[[ Records shown open ]]
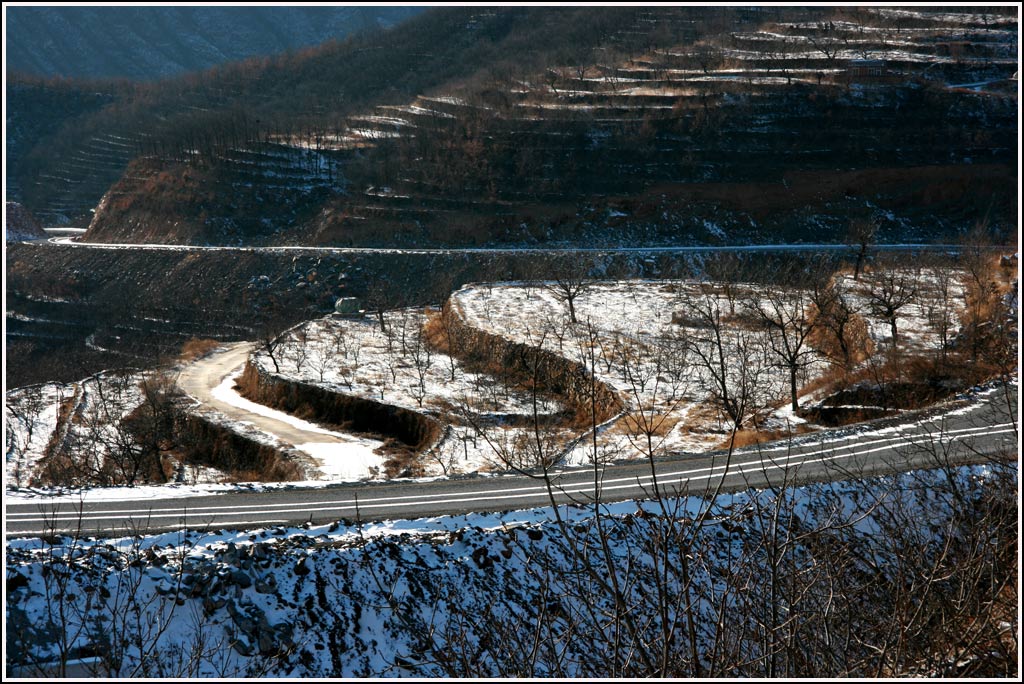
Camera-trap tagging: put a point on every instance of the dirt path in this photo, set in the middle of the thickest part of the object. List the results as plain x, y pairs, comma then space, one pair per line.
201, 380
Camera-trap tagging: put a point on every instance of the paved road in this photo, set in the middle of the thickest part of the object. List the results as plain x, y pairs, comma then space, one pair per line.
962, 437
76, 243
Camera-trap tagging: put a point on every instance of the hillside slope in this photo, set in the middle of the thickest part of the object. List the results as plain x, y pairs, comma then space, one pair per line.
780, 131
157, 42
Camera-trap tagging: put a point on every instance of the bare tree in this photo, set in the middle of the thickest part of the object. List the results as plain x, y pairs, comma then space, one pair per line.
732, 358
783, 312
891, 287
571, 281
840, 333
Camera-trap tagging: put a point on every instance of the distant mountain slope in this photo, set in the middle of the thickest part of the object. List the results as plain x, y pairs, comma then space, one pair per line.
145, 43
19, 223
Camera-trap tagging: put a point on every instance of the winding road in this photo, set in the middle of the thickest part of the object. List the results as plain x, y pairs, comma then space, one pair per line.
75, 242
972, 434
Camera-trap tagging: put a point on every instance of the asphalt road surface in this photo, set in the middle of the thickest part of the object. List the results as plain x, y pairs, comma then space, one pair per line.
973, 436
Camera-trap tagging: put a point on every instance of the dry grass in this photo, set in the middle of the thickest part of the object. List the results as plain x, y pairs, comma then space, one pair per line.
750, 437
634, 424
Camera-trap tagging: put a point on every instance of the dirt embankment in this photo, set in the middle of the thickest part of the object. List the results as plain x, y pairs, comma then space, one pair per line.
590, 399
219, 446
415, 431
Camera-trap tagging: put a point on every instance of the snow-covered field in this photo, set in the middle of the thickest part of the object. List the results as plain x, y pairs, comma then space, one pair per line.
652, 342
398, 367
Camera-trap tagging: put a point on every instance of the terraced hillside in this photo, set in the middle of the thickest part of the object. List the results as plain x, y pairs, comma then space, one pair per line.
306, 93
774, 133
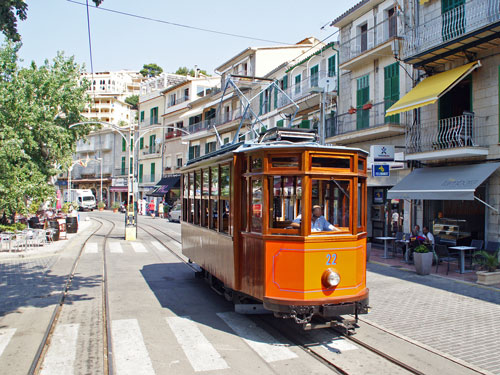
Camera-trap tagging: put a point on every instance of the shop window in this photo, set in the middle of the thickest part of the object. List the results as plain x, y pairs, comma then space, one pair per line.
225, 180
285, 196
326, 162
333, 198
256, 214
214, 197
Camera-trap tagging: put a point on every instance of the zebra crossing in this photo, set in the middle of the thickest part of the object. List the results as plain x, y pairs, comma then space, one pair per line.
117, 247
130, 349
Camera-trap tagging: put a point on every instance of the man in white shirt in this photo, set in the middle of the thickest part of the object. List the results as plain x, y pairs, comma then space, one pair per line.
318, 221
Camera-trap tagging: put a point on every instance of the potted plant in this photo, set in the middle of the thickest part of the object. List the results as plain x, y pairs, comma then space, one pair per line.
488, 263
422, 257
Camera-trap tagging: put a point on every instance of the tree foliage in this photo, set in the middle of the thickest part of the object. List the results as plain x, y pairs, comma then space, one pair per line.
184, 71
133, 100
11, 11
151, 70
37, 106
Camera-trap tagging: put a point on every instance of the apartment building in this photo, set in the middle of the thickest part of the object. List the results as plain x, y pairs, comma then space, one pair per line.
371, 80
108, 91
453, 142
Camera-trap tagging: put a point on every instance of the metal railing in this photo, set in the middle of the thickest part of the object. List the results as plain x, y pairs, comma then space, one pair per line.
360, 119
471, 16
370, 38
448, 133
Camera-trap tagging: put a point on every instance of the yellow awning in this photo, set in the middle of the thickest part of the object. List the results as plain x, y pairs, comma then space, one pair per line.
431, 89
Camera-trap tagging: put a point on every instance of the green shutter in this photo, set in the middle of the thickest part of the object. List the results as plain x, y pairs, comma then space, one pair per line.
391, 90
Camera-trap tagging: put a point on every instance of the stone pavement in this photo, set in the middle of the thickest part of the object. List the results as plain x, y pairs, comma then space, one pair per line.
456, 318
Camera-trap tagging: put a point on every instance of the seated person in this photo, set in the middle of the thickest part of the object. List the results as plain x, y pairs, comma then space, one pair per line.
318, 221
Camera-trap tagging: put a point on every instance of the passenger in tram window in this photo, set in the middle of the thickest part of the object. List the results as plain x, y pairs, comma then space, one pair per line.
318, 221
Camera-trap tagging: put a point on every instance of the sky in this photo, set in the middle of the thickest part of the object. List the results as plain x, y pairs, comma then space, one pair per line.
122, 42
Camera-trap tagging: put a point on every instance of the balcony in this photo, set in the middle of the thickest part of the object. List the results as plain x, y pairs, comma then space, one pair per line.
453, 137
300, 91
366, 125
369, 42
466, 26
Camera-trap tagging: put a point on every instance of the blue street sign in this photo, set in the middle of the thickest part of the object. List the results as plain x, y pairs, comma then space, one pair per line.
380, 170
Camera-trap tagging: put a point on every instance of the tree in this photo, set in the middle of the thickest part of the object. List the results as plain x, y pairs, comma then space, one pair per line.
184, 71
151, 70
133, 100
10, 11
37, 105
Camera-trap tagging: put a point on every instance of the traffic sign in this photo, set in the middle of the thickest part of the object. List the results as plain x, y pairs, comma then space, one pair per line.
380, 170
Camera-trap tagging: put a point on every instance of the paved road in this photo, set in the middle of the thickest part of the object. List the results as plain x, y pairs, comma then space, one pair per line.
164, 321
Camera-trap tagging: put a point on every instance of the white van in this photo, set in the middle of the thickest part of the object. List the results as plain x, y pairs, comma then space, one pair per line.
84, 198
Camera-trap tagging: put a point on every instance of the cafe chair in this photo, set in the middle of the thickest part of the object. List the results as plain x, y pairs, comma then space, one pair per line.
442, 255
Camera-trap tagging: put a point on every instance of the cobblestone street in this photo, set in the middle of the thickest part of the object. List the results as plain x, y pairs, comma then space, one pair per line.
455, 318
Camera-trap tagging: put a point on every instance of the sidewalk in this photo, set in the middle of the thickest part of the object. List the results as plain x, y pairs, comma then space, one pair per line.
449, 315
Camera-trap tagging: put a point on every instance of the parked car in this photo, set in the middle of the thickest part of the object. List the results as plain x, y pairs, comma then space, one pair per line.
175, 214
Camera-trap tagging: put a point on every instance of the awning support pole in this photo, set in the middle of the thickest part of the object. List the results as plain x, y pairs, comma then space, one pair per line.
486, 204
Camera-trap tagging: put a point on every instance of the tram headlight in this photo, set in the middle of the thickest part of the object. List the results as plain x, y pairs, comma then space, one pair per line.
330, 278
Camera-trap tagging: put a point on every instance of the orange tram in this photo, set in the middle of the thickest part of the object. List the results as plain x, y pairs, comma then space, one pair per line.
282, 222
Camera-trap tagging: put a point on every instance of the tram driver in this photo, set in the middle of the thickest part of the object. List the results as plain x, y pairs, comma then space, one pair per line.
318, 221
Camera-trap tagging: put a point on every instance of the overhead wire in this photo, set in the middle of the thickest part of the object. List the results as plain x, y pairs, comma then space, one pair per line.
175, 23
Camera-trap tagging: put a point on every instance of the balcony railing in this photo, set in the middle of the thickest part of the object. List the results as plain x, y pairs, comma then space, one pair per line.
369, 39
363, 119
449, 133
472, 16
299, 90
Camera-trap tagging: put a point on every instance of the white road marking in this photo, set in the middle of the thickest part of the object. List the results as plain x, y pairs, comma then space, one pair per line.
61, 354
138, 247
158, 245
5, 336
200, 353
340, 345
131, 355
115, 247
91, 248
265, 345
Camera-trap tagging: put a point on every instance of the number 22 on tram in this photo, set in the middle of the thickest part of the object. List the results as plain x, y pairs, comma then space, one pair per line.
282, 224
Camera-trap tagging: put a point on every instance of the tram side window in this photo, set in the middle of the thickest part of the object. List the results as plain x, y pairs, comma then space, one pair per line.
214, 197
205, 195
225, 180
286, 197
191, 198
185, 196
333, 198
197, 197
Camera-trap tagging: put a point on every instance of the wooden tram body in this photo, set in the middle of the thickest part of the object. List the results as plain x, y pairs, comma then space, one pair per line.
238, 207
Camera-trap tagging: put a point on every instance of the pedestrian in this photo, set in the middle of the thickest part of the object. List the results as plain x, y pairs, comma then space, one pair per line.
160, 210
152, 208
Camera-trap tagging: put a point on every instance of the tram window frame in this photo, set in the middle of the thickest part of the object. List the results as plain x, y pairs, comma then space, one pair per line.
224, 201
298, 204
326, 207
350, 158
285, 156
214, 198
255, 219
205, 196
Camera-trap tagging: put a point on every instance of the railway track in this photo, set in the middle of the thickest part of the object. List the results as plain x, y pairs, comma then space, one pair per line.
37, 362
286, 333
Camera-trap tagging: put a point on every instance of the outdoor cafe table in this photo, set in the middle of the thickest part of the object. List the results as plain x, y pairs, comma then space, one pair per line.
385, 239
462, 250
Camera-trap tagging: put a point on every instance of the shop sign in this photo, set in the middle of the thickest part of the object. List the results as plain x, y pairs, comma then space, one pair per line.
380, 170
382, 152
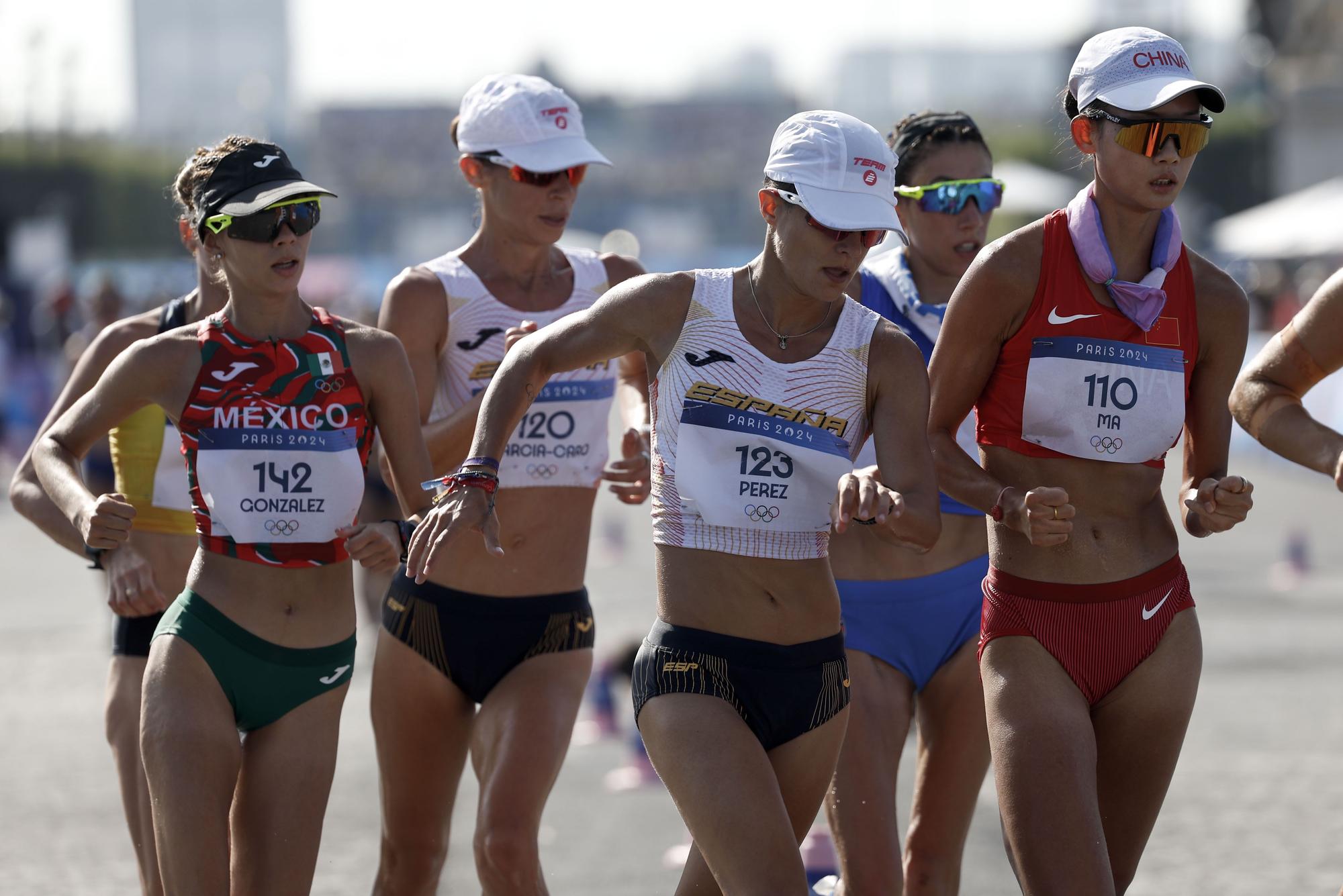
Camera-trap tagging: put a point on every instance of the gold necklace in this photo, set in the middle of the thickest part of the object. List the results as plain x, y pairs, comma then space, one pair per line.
[[ Records shown closed ]]
Task objective
Please set down, exactly and with nothing added, the lines from the line with "of the outdoor" to the end of the entries above, omitting pictures.

Written answer
Camera-trap tagging: put a point on every instance of the outdoor cafe table in this photo, set in the middle of the thickest part of the object. List the results as plain x, y pairs, comma then space, one pair per line.
385, 239
462, 250
Camera-trap tagging: put a point on every instance of the shop sign in this photo, set in the middle of the thickest part of the object. List the results as plain x, y pairs, comma then space, one pair per line.
380, 170
382, 152
Camera-trap tagging: put a point on every instance of the gold necklace in this photo, set in the middle of the thickest part of the object. List the results as plain x, y pairs, comma then space, one pair per line.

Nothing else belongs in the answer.